PROBLEM STATEMENT
Copy everything from "The latest rating" down to "ownership by CIGL." in the rating announcement below, switching every "operating performance" to "underwriting results".

** Opening DOCUMENT TEXT block **

A.M. Best Removes From Under Review With Negative Implications, Affirms Credit Ratings of Capital General Insurance Company Limited and Capital Life Insurance Company Limited

SINGAPORE--()--A.M. Best has removed from under review with negative implications and affirmed the Financial Strength Rating (FSR) of C++ (Marginal) and the Long-Term Issuer Credit Rating (Long-Term ICR) of “b+” of Capital General Insurance Company Limited (CGI). Concurrently, A.M. Best has removed from under review with negative implications and affirmed the FSR of C- (Weak) and Long-Term ICR of “cc” of Capital Life Insurance Company Limited (CLI). The outlook assigned to CLI’s Credit Ratings (ratings) is negative. The outlook assigned to the ratings of CGI is stable. Both CGI and CLI are subsidiaries of Capital Insurance Group Limited (CIGL) and domiciled in Papua New Guinea.

The latest rating actions follow the conclusion of A.M. Best’s full assessment of the rating fundamentals of CLI and CGI, which had been placed under review as part of rating actions taken on June 22, 2018.

The ratings of CLI reflect its balance sheet strength, which A.M. Best categorizes as weak, as well as its adequate operating performance, limited business profile and weak enterprise risk management (ERM). The ratings of CGI reflect its balance sheet strength, which is categorized as strong, as well as its strong operating performance, limited business profile and weak ERM. No rating lift or drag has been applied to either CLI’s or CGI’s ratings in respect of their 100% ownership by CIGL.

** Closing DOCUMENT TEXT block **
** Opening INFORMATION SUPPLIED block **

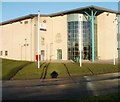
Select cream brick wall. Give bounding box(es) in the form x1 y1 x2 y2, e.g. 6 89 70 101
97 12 117 60
1 19 33 60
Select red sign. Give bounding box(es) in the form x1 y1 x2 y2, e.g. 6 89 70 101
36 55 41 61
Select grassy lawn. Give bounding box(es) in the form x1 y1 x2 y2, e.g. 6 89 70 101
0 59 30 80
2 59 119 80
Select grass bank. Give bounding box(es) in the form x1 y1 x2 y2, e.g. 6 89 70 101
2 59 119 80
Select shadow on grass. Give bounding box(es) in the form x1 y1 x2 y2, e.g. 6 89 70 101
40 62 50 79
84 65 94 75
63 63 76 83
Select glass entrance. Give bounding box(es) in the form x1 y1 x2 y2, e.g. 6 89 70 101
57 49 62 60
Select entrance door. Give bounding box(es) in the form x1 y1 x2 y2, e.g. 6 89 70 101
83 46 90 60
57 49 62 60
41 50 45 61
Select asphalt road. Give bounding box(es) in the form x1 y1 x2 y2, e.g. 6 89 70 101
2 73 120 101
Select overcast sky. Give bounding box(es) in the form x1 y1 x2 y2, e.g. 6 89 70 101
0 2 118 22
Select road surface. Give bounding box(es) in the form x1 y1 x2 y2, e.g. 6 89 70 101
2 73 120 101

** Closing INFORMATION SUPPLIED block **

RESPONSE BELOW
The latest rating actions follow the conclusion of A.M. Best’s full assessment of the rating fundamentals of CLI and CGI, which had been placed under review as part of rating actions taken on June 22, 2018.

The ratings of CLI reflect its balance sheet strength, which A.M. Best categorizes as weak, as well as its adequate underwriting results, limited business profile and weak enterprise risk management (ERM). The ratings of CGI reflect its balance sheet strength, which is categorized as strong, as well as its strong underwriting results, limited business profile and weak ERM. No rating lift or drag has been applied to either CLI’s or CGI’s ratings in respect of their 100% ownership by CIGL.